§ Provided text:
· · · · ·

When Walter had been here exactly a year, Preacher Man arrived at the airport, leaving a trail of broken hearts and eardrums in Texas. He was frantic with a case of canine Tourettes. If I put him in my lap, he unbuttoned my shirt and threw my glasses across the room, in some pathetically bad impression of a bodice-ripping novel, starring a swash-buckling orator-Corgi. Swash-buckling in that he prefers Pirate-themed belly bands (cummerbunds that position a feminine hygiene product appropriately, creating the illusion that the dog might have the occasional “accident.”) Preacher thinks being house-broken is for saps.

Preacher Man has never made it to the barn. If he gets out of the backyard with the other dogs, he bolts straight down the driveway, across the road and over the far horizon. He has wanderlust. And a leash on, which limits his mucking ability.

· · · · ·

§ Stated problem 1:
Answer these about the Preacher Man text:
(a) Where did Preacher Man arrive?
(b) What theme does he prefer in his belly bands?
(c) What does he have, besides a leash, according to the last lines?
§ Stated problem 2: What does the Preacher Man text say, word for word, if you quote it starting at the words "Preacher Man has" and stopping after "his mucking ability."?
§ Stated problem 3: Can you sum up the Preacher Man text in two sentences?
The records that come after play no part in any of this.

· · · · ·

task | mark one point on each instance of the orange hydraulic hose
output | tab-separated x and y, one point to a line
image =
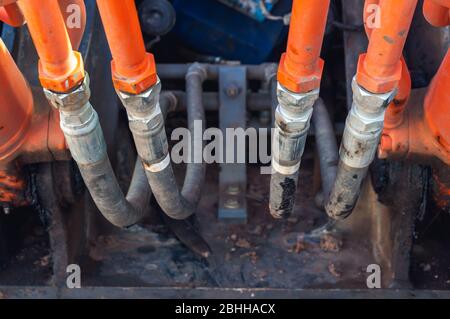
301	66
60	68
11	14
436	14
394	113
68	9
380	69
134	69
16	105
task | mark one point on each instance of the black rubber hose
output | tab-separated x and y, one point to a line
180	205
326	146
195	172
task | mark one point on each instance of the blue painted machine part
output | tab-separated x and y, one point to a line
212	28
252	8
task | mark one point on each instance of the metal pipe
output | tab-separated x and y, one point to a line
299	76
374	88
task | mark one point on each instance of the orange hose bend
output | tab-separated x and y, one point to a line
301	67
60	68
16	106
436	13
11	14
133	69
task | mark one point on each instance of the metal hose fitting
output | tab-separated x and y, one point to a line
359	145
81	127
292	122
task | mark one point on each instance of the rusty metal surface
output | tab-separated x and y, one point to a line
213	293
232	114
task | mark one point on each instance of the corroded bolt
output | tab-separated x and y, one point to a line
232	91
232	203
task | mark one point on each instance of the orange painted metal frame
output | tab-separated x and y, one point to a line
133	69
301	67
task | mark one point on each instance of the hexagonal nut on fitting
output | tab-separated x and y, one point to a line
371	102
73	99
296	102
290	124
142	104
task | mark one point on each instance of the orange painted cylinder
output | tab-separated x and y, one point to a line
124	35
302	57
382	61
16	105
50	37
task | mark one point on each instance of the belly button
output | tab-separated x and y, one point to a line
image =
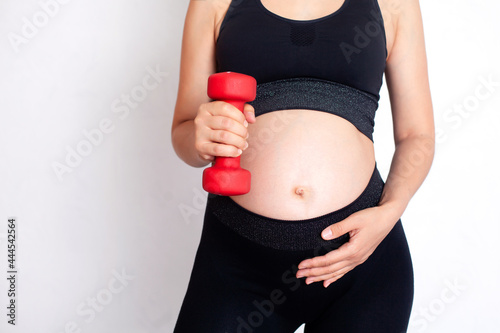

· · · · ·

§ Task answer 1:
(a) At the airport.
(b) Pirate-themed.
(c) Wanderlust.

§ Task answer 2:
Preacher Man has never made it to the barn. If he gets out of the backyard with the other dogs, he bolts straight down the driveway, across the road and over the far horizon. He has wanderlust. And a leash on, which limits his mucking ability.

§ Task answer 3: Preacher Man arrived at the airport when Walter had been there exactly a year, leaving a trail of broken hearts and eardrums in Texas; he prefers Pirate-themed belly bands and thinks being house-broken is for saps. He has never made it to the barn, and if he gets out of the backyard he bolts down the driveway, across the road and over the far horizon.